▶ Records for this task:
· · · · · · ·

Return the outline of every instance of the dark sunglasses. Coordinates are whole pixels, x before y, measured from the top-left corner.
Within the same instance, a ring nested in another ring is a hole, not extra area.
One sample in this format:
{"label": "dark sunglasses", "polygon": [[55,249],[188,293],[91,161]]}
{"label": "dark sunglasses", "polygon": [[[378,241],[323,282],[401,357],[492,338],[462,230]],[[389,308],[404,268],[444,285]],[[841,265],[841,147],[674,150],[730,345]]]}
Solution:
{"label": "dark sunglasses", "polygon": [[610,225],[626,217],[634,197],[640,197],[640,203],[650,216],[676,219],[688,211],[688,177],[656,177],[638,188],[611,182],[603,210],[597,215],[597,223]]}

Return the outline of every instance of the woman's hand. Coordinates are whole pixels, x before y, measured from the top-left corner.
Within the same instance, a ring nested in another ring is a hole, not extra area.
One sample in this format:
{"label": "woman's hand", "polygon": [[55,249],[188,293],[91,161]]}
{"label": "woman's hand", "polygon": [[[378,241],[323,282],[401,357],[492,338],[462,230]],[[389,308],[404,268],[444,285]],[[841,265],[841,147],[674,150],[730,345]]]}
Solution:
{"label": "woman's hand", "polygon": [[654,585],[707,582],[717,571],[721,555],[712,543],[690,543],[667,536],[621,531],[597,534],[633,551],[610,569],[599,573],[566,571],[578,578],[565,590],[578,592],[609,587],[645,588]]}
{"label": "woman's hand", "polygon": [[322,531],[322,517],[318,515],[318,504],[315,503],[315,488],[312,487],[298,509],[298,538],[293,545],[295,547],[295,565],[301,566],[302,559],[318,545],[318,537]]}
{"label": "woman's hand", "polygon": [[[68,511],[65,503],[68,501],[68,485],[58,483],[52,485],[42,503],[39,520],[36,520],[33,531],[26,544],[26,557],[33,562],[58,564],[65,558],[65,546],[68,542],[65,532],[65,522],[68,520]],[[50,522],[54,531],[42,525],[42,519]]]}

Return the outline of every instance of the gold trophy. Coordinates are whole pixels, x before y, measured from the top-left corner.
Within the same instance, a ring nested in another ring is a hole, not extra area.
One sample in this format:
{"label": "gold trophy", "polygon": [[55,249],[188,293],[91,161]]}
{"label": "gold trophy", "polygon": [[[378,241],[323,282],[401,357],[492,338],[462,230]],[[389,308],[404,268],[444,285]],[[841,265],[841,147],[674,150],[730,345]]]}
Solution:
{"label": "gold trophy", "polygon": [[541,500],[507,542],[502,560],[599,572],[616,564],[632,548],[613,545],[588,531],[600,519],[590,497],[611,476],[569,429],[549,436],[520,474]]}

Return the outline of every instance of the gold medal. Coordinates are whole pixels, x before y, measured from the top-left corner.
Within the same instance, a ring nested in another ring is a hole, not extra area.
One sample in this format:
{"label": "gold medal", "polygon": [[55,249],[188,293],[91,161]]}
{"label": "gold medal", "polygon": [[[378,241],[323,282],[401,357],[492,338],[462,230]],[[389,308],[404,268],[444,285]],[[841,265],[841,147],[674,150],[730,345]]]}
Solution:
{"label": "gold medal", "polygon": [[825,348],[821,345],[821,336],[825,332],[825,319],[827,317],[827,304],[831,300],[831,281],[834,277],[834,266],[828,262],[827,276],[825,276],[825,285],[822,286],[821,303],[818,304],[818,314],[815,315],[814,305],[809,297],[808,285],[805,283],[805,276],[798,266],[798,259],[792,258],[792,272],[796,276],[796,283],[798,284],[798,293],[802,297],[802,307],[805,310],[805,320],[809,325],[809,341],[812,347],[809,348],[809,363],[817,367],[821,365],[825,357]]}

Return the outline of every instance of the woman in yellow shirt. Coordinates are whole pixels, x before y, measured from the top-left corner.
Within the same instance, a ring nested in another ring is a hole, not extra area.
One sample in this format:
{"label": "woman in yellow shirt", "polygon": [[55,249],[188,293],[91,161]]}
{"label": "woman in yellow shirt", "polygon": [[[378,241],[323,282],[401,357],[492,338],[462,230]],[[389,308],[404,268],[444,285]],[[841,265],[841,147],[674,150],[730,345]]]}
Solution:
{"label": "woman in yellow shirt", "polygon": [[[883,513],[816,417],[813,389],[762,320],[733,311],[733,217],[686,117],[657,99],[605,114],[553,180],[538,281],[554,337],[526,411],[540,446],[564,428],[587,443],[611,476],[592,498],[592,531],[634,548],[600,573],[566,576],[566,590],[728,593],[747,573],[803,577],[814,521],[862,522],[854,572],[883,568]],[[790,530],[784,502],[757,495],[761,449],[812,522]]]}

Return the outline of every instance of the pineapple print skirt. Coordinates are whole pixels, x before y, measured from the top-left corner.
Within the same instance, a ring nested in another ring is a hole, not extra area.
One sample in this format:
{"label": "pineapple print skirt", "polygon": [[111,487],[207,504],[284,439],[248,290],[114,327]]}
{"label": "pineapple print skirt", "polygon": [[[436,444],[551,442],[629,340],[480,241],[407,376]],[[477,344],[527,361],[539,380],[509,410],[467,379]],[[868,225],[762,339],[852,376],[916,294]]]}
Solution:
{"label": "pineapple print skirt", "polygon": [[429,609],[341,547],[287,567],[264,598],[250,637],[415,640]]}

· · · · · · ·

▶ Task instructions: Take the lines above and print them exactly.

▶ Answer:
Return the outline of every instance of the dark sunglasses. Coordinates are whole pixels, x before y, measured from the top-left corner.
Within the same instance, a ring nested in another ring is a hole, not extra area.
One sample in this format:
{"label": "dark sunglasses", "polygon": [[55,249],[188,293],[91,161]]}
{"label": "dark sunglasses", "polygon": [[[378,241],[323,282],[401,357],[492,338],[462,230]],[[389,308],[404,268],[444,285]],[[841,265],[841,147],[674,150],[730,345]]]}
Solution:
{"label": "dark sunglasses", "polygon": [[610,225],[626,217],[634,197],[640,197],[640,203],[650,216],[676,219],[688,211],[688,177],[656,177],[638,188],[611,182],[603,210],[597,215],[597,223]]}

Return the outline of every instance of the woman's hand. Coordinates are whole pixels, x before y, measured from the top-left corner.
Within the same instance, a ring nested in another ring is a hole, not extra area.
One sample in this format:
{"label": "woman's hand", "polygon": [[55,249],[188,293],[91,161]]}
{"label": "woman's hand", "polygon": [[[378,241],[323,282],[401,357],[492,338],[462,230]],[[389,308],[404,268],[444,285]],[[841,265],[841,147],[674,150],[730,345]]]}
Solution:
{"label": "woman's hand", "polygon": [[654,585],[707,582],[717,571],[721,555],[712,543],[690,543],[667,536],[621,531],[597,534],[633,551],[610,569],[599,573],[566,571],[578,578],[565,590],[578,592],[609,587],[645,588]]}
{"label": "woman's hand", "polygon": [[322,531],[322,517],[318,515],[318,504],[315,503],[315,488],[312,487],[298,509],[298,538],[293,545],[295,547],[295,565],[301,566],[302,559],[318,545],[318,537]]}
{"label": "woman's hand", "polygon": [[[68,511],[65,503],[68,501],[68,485],[58,483],[52,485],[42,503],[39,520],[36,520],[33,531],[26,544],[26,557],[33,562],[58,564],[65,558],[65,546],[68,542],[65,532],[65,522],[68,520]],[[50,522],[54,531],[42,525],[42,519]]]}

Return the outline of every instance of the gold trophy. Coordinates are whole pixels, x before y, measured from the top-left corner.
Within the same instance, a ring nested in another ring is a hole, not extra area.
One sample in this format:
{"label": "gold trophy", "polygon": [[55,249],[188,293],[91,161]]}
{"label": "gold trophy", "polygon": [[[378,241],[323,282],[401,357],[492,338],[462,230]],[[389,308],[404,268],[444,285]],[[841,265],[841,147],[674,150],[730,345]]]}
Solution:
{"label": "gold trophy", "polygon": [[541,500],[507,542],[502,560],[599,572],[616,564],[632,548],[613,545],[588,531],[600,519],[590,497],[611,476],[569,429],[549,436],[520,474]]}

Return the outline of every instance of the gold medal. Coordinates are whole pixels, x before y, measured from the top-left corner.
Within the same instance, a ring nested in another ring is a hole, not extra area.
One sample in this format:
{"label": "gold medal", "polygon": [[55,249],[188,293],[91,161]]}
{"label": "gold medal", "polygon": [[[378,241],[323,282],[401,357],[492,338],[462,230]],[[389,308],[404,268],[444,285]],[[841,265],[841,147],[674,150],[730,345]]]}
Solution:
{"label": "gold medal", "polygon": [[825,348],[821,345],[821,336],[825,332],[825,319],[827,317],[827,304],[831,300],[831,281],[834,277],[834,266],[828,262],[827,276],[825,276],[825,285],[822,286],[821,303],[818,304],[818,314],[815,315],[814,305],[809,297],[808,285],[805,283],[805,276],[798,266],[798,259],[792,258],[792,272],[796,276],[796,283],[798,284],[798,293],[802,297],[802,307],[805,310],[805,320],[809,325],[809,341],[812,347],[809,348],[809,363],[817,367],[821,365],[825,357]]}

Return the outline of every instance of the woman in yellow shirt. Coordinates are whole pixels, x before y, measured from the top-left corner.
Within the same instance, a ring nested in another ring is a hole, not extra area.
One sample in this format:
{"label": "woman in yellow shirt", "polygon": [[55,249],[188,293],[91,161]]}
{"label": "woman in yellow shirt", "polygon": [[[378,241],[323,282],[401,357],[492,338],[462,230]],[[389,308],[404,268],[444,285]],[[841,265],[841,147],[674,150],[730,345]]]}
Solution:
{"label": "woman in yellow shirt", "polygon": [[[883,513],[816,417],[813,389],[762,320],[733,311],[733,217],[686,117],[657,99],[605,114],[553,180],[538,281],[554,337],[526,411],[540,446],[564,428],[587,443],[611,476],[592,498],[592,531],[634,548],[600,573],[566,576],[566,590],[728,593],[747,573],[803,577],[814,521],[862,522],[854,572],[883,568]],[[790,530],[784,502],[757,495],[761,449],[812,522]]]}

Return the outline of every instance of the pineapple print skirt. Coordinates are whole pixels, x before y, measured from the top-left corner.
Within the same instance, a ring nested in another ring is a hole, not extra area.
One sample in this format:
{"label": "pineapple print skirt", "polygon": [[111,487],[207,504],[284,439],[248,290],[114,327]]}
{"label": "pineapple print skirt", "polygon": [[[436,444],[551,442],[629,340],[480,241],[407,376]],[[477,344],[527,361],[539,380],[509,410],[467,379]],[[868,225],[762,339],[852,376],[916,294]]]}
Solution:
{"label": "pineapple print skirt", "polygon": [[429,609],[341,547],[287,567],[264,598],[250,637],[415,640]]}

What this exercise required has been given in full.